◆ EXERCISE GOAL ◆
Count how many of the lines below contain the word "then" and reply with that number alone.

[Records from a data collection]
========================================================================

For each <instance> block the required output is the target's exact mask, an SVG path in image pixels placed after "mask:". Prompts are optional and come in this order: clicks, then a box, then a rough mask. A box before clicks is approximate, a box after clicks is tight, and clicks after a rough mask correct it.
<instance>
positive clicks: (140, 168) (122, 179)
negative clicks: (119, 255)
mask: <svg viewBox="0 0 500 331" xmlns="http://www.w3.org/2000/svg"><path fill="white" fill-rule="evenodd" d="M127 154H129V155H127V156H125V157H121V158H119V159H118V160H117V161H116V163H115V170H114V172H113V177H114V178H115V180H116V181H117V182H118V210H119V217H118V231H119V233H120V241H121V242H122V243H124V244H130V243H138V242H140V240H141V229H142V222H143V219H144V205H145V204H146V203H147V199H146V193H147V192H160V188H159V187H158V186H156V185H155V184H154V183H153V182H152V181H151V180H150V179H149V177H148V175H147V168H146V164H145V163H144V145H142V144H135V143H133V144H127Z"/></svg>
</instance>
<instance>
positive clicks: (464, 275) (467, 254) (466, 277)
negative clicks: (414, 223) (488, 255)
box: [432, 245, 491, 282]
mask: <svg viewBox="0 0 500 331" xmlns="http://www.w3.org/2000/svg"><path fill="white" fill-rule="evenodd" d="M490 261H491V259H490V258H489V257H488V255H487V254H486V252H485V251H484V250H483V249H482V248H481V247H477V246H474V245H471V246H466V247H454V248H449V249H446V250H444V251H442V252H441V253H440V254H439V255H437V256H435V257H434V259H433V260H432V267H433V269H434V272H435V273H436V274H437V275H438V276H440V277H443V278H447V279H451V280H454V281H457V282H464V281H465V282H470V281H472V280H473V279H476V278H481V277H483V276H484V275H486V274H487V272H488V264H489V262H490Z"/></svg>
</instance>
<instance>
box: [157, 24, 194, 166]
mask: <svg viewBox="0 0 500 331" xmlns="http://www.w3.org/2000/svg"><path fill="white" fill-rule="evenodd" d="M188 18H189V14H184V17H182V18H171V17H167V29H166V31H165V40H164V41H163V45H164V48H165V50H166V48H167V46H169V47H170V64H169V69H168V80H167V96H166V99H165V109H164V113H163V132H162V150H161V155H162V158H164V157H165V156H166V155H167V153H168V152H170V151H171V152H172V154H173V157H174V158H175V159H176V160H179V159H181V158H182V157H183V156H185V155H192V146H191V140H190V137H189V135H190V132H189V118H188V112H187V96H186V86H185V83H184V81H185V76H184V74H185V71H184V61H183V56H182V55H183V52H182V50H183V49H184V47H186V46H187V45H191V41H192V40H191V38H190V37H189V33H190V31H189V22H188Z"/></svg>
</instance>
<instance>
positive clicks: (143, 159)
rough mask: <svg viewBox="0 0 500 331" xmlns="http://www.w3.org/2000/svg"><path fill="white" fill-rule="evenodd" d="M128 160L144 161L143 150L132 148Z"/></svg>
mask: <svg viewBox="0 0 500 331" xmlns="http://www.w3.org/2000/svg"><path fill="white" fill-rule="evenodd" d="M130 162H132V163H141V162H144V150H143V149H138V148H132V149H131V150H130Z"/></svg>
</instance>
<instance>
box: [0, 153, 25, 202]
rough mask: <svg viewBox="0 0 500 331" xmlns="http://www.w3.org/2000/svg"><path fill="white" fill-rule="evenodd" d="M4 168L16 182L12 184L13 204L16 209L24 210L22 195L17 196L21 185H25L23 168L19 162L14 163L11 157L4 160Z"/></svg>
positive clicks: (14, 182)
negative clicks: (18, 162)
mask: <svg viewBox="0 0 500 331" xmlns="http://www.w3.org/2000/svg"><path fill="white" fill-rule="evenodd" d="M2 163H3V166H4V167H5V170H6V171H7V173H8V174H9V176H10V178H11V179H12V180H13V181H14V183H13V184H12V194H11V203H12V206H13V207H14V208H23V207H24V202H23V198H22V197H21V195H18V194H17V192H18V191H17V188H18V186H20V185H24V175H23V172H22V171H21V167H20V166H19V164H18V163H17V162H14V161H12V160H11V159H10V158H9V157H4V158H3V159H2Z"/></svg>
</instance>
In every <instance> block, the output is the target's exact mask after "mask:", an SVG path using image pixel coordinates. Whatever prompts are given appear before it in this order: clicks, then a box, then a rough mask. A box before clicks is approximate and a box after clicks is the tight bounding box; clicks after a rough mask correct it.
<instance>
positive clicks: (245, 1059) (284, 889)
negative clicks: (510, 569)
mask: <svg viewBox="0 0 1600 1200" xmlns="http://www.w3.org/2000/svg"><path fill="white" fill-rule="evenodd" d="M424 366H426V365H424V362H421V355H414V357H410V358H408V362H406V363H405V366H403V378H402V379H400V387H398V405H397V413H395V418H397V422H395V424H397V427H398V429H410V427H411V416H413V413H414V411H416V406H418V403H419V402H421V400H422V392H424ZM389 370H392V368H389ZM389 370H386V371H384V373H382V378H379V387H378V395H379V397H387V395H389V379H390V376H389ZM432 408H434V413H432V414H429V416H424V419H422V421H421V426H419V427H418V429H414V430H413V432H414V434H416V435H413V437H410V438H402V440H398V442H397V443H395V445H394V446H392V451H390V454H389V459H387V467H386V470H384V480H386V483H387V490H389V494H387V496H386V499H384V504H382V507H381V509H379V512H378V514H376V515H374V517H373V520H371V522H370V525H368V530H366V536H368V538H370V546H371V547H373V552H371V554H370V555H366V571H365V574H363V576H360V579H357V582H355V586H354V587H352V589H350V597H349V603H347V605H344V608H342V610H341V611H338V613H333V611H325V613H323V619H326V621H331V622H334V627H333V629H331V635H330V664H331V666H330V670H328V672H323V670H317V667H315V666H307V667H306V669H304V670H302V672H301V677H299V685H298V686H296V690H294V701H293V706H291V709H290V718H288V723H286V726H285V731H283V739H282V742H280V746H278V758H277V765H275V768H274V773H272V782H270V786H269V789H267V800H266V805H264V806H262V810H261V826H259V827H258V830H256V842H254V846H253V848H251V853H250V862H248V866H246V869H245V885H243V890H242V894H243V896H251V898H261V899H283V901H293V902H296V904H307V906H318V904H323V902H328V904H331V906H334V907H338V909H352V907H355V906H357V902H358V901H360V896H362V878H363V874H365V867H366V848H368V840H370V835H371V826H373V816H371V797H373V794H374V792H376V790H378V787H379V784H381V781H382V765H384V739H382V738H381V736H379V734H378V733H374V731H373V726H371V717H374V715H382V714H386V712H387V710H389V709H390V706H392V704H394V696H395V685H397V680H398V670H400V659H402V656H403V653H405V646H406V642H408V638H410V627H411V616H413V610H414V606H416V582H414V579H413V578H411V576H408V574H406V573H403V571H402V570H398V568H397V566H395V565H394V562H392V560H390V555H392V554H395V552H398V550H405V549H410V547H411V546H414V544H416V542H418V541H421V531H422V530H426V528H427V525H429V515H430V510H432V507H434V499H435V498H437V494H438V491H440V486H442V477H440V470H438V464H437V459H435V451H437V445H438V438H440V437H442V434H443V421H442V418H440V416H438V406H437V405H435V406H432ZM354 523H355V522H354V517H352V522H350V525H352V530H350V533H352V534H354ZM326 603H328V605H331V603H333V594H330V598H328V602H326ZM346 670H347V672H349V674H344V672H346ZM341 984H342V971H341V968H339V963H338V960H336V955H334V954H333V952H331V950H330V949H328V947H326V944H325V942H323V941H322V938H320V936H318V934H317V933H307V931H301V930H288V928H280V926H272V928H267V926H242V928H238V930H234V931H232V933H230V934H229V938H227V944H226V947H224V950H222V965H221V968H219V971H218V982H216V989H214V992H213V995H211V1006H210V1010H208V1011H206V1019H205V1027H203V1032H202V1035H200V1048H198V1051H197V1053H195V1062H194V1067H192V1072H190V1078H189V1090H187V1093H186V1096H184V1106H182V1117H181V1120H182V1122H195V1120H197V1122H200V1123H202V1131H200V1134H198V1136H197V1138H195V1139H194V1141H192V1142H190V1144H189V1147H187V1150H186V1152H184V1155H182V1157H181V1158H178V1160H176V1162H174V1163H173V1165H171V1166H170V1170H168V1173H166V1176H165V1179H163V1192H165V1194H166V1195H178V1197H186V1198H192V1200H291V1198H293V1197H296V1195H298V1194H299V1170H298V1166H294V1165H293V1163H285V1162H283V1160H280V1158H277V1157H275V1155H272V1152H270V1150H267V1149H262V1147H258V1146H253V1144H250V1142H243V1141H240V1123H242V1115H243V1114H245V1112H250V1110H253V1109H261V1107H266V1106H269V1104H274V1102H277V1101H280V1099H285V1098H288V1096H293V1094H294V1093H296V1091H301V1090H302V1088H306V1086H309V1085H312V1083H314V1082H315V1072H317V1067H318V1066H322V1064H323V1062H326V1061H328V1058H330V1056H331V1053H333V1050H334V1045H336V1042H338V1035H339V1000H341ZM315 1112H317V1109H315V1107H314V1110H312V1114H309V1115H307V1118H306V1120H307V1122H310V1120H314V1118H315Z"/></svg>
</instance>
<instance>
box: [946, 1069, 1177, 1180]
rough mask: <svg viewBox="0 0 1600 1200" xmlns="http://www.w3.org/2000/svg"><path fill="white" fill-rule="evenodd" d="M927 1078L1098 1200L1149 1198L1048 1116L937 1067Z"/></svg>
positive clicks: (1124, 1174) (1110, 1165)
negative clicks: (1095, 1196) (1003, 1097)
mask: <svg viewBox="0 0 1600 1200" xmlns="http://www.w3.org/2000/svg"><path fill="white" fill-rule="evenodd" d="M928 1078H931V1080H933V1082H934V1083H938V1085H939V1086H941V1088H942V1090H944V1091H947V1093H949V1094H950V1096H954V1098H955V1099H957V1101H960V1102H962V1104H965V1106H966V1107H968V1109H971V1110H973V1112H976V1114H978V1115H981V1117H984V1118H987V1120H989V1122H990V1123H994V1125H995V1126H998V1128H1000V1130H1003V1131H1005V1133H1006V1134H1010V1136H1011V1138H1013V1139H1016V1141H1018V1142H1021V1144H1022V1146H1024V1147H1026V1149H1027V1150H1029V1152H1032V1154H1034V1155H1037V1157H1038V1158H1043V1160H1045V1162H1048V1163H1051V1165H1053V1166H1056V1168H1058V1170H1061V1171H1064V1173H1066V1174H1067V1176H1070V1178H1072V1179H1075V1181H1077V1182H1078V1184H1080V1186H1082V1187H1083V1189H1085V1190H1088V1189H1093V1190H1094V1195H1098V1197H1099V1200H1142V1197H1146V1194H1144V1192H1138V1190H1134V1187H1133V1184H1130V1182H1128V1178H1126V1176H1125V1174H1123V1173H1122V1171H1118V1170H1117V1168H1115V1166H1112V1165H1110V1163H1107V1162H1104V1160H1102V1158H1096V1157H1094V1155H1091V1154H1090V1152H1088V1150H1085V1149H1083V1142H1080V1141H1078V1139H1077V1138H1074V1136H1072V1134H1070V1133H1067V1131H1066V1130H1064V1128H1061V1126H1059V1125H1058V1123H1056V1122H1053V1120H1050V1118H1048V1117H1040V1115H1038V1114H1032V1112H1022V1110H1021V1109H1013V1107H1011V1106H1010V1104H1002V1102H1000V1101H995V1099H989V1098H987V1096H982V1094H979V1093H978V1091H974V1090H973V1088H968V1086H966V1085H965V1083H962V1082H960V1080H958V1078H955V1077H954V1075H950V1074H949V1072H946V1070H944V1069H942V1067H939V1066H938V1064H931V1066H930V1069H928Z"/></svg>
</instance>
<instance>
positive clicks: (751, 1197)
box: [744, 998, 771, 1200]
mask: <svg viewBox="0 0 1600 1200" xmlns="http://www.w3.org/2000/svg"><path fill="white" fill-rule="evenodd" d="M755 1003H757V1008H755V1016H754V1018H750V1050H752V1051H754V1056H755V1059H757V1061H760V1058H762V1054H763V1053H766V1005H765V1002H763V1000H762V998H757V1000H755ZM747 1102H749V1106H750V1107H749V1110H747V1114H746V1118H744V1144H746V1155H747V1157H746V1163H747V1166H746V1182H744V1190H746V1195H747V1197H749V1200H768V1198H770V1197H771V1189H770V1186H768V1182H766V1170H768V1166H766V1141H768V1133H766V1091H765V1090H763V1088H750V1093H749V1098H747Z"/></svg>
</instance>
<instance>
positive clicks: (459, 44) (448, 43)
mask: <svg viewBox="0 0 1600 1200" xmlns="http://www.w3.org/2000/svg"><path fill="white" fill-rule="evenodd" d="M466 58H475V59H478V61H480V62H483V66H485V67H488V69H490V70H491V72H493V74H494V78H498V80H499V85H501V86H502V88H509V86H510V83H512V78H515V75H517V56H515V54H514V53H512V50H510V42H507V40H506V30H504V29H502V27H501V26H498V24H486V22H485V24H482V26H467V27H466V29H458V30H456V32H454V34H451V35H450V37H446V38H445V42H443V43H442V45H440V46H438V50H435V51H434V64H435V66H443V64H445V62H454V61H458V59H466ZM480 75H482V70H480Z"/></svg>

========================================================================

◆ SOLUTION BELOW ◆
2